> _SELECTED EXTRACT_
= Non-access stratum =

Non-access stratum (NAS) is a functional layer in the NR, LTE, UMTS and GSM wireless telecom protocol stacks between the core network and user equipment.
This layer is used to manage the establishment of communication sessions and for maintaining continuous communications with the user equipment as it moves. The NAS is defined in contrast to the Access Stratum which is responsible for carrying information over the wireless portion of the network.
A further description of NAS is that it is a protocol for messages passed between the User Equipment, also known as mobiles, and Core Nodes (e.g. Mobile Switching Center, Serving GPRS Support Node, or Mobility Management Entity) that is passed transparently through the radio network. Examples of NAS messages include Update or Attach messages, Authentication Messages, Service Requests and so forth. Once the User Equipment (UE) establishes a radio connection, the UE uses the radio connection to communicate with the core nodes to coordinate service. The distinction is that the Access Stratum is for dialogue explicitly between the mobile equipment and the radio network and the NAS is for dialogue between the mobile equipment and core network nodes.

[Image location labeling entries]
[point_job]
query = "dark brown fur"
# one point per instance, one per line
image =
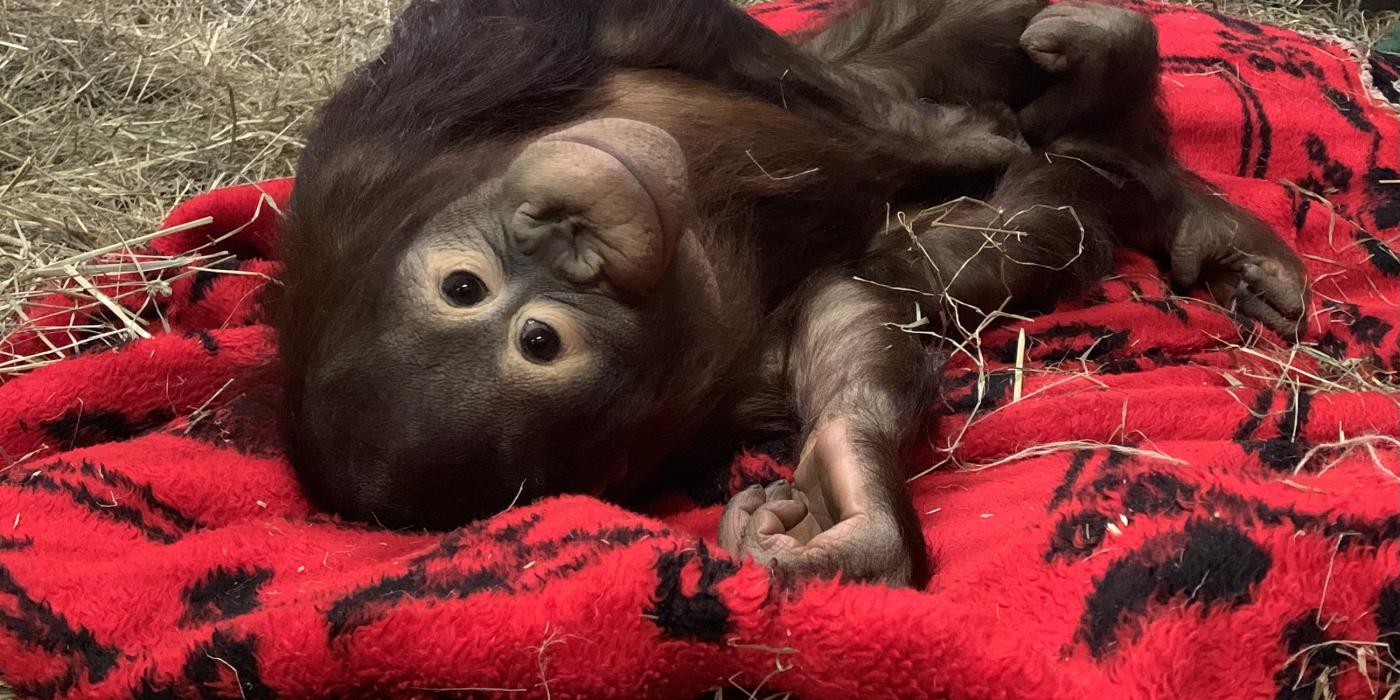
(788, 207)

> _TO BE DONE_
(a) Decide whether each statement agrees with the passage on the non-access stratum, answering yes or no and quoting the words of the passage that settle it: (i) The NAS carries information over the wireless portion of the network. (ii) Authentication Messages are given as an example of NAS messages. (iii) NAS messages pass transparently through the radio network.
(b) Extract every line of the image location labeling records word for word, leaving the pictures out of your answer.

> _RESULTS FOR THE EXERCISE_
(a)
(i) No: "the Access Stratum which is responsible for carrying information over the wireless portion of the network"
(ii) Yes: "Examples of NAS messages include Update or Attach messages, Authentication Messages, Service Requests and so forth."
(iii) Yes: "that is passed transparently through the radio network"

(b)
[point_job]
query = "dark brown fur"
# one point per instance, one per line
image =
(788, 207)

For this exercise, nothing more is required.